**Text to read:**

+ + +

207.Course Schedule

There are a total ofncourses you have to take, labeled from0ton - 1.

Some courses may have prerequisites, for example to take course 0 you have to first take course 1, which is expressed as a pair:[0,1]

Given the total number of courses and a list of prerequisite pairs, is it possible for you to finish all courses?

For example:

2, [[1,0]]

There are a total of 2 courses to take. To take course 1 you should have finished course 0. So it is possible.

2, [[1,0],[0,1]]

There are a total of 2 courses to take. To take course 1 you should have finished course 0, and to take course 0 you should also have finished course 1. So it is impossible.

Note:

1. The input prerequisites is a graph represented by a list of edges , not adjacency matrices. Read more about how a graph is represented.
2. You may assume that there are no duplicate edges in the input prerequisites.

Hints:

1. This problem is equivalent to finding if a cycle exists in a directed graph. If a cycle exists, no topological ordering exists and therefore it will be impossible to take all courses.
2. Topological Sort via DFS
   • A great video tutorial (21 minutes) on Coursera explaining the basic concepts of Topological Sort.
3. Topological sort could also be done via BFS

Analysis:

Need to learn Topological Sort first before solve this question.

Kahn's Algorithm:

L ← Empty list that will contain the sorted elements
S ← Set of all nodes with no incoming edges
while S is non-empty do
    remove a node n from S
    add n to tail of L
    for each node m with an edge e from n to m do
        remove edge e from the graph
        if m has no other incoming edges then
            insert m into S
if graph has edges then
    return error (graph has at least one cycle)
else 
    return L (a topologically sorted order)

Basically, to traverse a directed graph in topological order, strategy is:

1. find all node that inDgree is zero (only connect OUT to other nodes), put them in a queue
2. BFS all elements in queue, for each touched neighbors, decrease their inDegree, when inDegree reach ZERO. Add that node into queue.(Sort of like prerequisite for that node is all granted, so ready to be traversed)
3. keep doing this until queue is empty. If there are still nodes with inDegree != 0, circle exists.

Code:

public class Solution {
    public boolean canFinish(int numCourses, int[][] prerequisites) {
        if(numCourses <= 1 || prerequisites == null || prerequisites.length == 0)
        {
            return true;
        }

        //build Graph 
        List<List<Integer>> graph = new ArrayList<List<Integer>>(numCourses);
        int[] inD = new int[numCourses];
        int inDegree = 0;
        for(int i = 0; i<numCourses; i++)

+ + +

(Detection examples)
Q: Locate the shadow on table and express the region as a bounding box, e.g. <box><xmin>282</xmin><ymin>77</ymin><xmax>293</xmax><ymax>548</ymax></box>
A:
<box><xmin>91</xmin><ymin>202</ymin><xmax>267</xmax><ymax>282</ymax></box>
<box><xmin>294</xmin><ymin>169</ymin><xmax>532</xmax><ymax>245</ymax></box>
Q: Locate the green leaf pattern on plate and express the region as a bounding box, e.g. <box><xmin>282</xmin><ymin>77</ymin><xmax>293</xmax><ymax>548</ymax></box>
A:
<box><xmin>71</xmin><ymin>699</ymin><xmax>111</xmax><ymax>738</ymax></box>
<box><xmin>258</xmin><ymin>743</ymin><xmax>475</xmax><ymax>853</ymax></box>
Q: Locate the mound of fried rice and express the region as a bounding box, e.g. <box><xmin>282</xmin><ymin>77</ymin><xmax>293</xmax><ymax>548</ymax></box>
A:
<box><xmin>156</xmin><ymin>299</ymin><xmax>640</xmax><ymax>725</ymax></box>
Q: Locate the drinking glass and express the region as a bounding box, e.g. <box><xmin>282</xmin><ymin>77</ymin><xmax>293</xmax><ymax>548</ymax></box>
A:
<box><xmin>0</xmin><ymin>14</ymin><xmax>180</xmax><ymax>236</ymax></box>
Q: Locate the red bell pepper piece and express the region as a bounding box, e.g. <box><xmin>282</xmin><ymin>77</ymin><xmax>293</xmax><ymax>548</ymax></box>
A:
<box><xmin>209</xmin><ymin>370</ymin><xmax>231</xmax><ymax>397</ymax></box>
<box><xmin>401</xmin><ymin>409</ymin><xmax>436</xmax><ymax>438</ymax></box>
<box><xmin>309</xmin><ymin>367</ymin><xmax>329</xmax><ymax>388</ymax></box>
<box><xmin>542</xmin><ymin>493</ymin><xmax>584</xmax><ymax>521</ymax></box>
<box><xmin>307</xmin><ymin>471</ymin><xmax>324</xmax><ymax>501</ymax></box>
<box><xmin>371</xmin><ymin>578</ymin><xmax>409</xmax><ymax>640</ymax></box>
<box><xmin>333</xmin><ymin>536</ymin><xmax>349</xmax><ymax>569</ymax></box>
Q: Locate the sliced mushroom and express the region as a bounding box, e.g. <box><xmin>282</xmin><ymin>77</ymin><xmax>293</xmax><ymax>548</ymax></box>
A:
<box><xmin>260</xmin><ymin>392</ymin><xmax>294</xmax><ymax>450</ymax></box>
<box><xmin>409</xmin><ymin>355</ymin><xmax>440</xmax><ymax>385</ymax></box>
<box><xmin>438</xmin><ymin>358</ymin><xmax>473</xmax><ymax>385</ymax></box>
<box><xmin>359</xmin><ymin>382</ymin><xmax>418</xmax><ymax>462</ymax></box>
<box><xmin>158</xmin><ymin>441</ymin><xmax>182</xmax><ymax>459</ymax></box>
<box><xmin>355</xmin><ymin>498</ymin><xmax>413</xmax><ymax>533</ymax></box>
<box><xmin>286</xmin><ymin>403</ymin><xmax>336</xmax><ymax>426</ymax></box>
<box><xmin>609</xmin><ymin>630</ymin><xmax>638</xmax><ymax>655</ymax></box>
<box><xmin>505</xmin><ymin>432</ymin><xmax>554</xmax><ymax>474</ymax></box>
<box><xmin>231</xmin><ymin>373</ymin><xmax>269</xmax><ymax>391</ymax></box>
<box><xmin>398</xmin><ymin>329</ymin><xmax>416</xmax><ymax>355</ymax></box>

+ + +

**Exercise description:** From the course schedule text, extract the passage word for word, starting at "Given the total" and ending at "it is possible.".

**Exercise result:**
Given the total number of courses and a list of prerequisite pairs, is it possible for you to finish all courses?

For example:

2, [[1,0]]

There are a total of 2 courses to take. To take course 1 you should have finished course 0. So it is possible.